### TUGAS DAN LATIHAN:
(1) Menurut teks tentang rencana Arab untuk Gaza, berapa biaya rencana pembangunan Gaza setelah perang?
(2) Ganti "donor internasional" menjadi "negara-negara pendonor" dalam bagian teks tentang rencana Arab untuk Gaza yang diawali dengan kata-kata "Para pemimpin menyerukan" dan diakhiri dengan "dari Jalur Gaza.", lalu tuliskan bagian itu kembali.

-------- TEKS YANG DIBERIKAN

Konferensi tersebut menegaskan kembali “pilihan strategis negara-negara Arab untuk mencapai perdamaian yang adil dan komprehensif yang memenuhi semua hak-hak Palestina, khususnya hak atas kebebasan dan negara yang merdeka dan berdaulat berdasarkan solusi dua negara, dengan hak untuk kembali bagi pengungsi Palestina”.
Para pemimpin Arab mengatakan mereka siap segera terlibat dengan pemerintah AS dan semua mitra internasional untuk melanjutkan perundingan perdamaian dengan tujuan mengakhiri pendudukan Israel dan mendirikan negara Palestina yang berdaulat. “Hal ini berarti menolak segala bentuk perpindahan warga Palestina, baik di dalam atau di luar tanah mereka, dengan dalih atau alasan apa pun.”
Para pemimpin menyerukan dukungan penuh finansial, material, dan politik untuk rencana ini dan mendesak donor internasional untuk berkontribusi. Rencana tersebut akan menekankan “memprioritaskan implementasi penuh perjanjian gencatan senjata, termasuk tahap kedua dan ketiga”, termasuk penarikan total Israel dari Jalur Gaza.
Rencana tersebut juga mendukung “keputusan Palestina untuk membentuk pemerintahan sementara di Gaza di bawah pemerintahan Palestina, yang terdiri dari pejabat-pejabat yang kompeten yang berbasis di Gaza, sebagai langkah transisi menuju pemulihan Otoritas Palestina di Gaza”.
Para pemimpin Arab meminta Dewan Keamanan PBB untuk mengirimkan pasukan penjaga perdamaian internasional ke Tepi Barat dan Gaza untuk menjaga keamanan bagi masyarakat Palestina dan Israel.
Rencana tersebut menyerukan sekelompok “teknokrat Palestina independen” untuk mengurus Gaza, yang pada dasarnya menggantikan Hamas. Pemerintah teknokratis akan bertanggung jawab mengawasi bantuan kemanusiaan dan membuka jalan bagi Otoritas Palestina (PA) untuk mengelola Gaza, menurut Presiden Mesir el-Sisi.
Hamas, sebagai tanggapan terhadap rencana yang dikeluarkan beberapa waktu lalu, menyatakan dukungannya terhadap seruan pemilihan legislatif dan presiden. Di bidang keamanan, Mesir dan Yordania berjanji untuk melatih petugas polisi Palestina dan mengirim mereka ke Gaza. Kedua negara juga telah meminta Dewan Keamanan PBB untuk mempertimbangkan pemberian wewenang misi penjaga perdamaian untuk mengawasi pemerintahan di Gaza sampai rekonstruksi selesai.
Rencana pembangunan Gaza setelah perang yang diadopsi dalam Konferensi Tingkat Tinggi Darurat Arab akan membutuhkan biaya 53 miliar dolar AS. Dana tersebut akan dialokasikan dalam tiga tahap. Pada tahap enam bulan pertama, diperlukan biaya sebesar 3 miliar dolar AS untuk membersihkan reruntuhan di Jalan Salah al-Din, membangun penginapan sementara, dan memulihkan sebagian rumah yang rusak.

----------------
-------- KUTIPAN CATATAN

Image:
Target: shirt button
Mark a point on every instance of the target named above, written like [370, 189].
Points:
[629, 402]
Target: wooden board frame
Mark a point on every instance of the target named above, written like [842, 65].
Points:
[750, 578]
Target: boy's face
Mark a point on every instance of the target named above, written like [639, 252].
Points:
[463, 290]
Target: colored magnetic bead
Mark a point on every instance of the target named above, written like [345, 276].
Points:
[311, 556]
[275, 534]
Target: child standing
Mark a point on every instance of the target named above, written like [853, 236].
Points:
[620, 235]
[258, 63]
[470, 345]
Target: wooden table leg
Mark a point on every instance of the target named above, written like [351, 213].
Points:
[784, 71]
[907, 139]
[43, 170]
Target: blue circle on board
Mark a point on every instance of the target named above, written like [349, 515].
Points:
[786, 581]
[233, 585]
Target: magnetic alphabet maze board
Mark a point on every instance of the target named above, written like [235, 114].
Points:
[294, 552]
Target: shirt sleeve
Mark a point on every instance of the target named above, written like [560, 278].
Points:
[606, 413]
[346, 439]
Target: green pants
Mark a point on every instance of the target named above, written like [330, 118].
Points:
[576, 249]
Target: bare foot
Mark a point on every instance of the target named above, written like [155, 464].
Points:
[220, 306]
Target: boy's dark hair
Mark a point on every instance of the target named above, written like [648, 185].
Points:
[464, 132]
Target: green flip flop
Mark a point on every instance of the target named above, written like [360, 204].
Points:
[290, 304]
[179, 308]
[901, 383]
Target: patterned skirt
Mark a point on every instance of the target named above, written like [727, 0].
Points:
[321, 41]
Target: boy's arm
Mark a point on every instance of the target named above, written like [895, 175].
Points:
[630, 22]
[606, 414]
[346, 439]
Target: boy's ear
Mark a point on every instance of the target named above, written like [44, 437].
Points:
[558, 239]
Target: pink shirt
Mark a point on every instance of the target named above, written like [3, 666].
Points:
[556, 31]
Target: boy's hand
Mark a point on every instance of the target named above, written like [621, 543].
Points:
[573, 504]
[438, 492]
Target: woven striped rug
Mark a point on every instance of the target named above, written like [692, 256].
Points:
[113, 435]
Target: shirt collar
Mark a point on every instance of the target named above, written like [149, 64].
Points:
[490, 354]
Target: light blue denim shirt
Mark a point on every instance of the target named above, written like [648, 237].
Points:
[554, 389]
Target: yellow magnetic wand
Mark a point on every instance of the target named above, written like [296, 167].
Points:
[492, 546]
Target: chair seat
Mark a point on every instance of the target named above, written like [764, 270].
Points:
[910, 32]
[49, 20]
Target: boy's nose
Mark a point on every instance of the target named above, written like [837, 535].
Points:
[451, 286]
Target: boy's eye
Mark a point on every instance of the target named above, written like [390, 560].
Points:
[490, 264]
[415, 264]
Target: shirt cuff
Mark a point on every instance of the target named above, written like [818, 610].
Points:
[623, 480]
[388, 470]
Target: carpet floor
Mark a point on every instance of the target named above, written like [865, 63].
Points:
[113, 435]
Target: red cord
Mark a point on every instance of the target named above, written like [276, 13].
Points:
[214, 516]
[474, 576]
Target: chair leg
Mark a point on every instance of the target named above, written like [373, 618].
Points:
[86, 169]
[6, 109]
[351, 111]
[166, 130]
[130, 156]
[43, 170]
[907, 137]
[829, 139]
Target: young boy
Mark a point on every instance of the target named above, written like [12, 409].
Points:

----------------

### JAWABAN TIAP TUGAS:
(1) Rencana itu membutuhkan biaya 53 miliar dolar AS.

(2)
Para pemimpin menyerukan dukungan penuh finansial, material, dan politik untuk rencana ini dan mendesak negara-negara pendonor untuk berkontribusi. Rencana tersebut akan menekankan “memprioritaskan implementasi penuh perjanjian gencatan senjata, termasuk tahap kedua dan ketiga”, termasuk penarikan total Israel dari Jalur Gaza.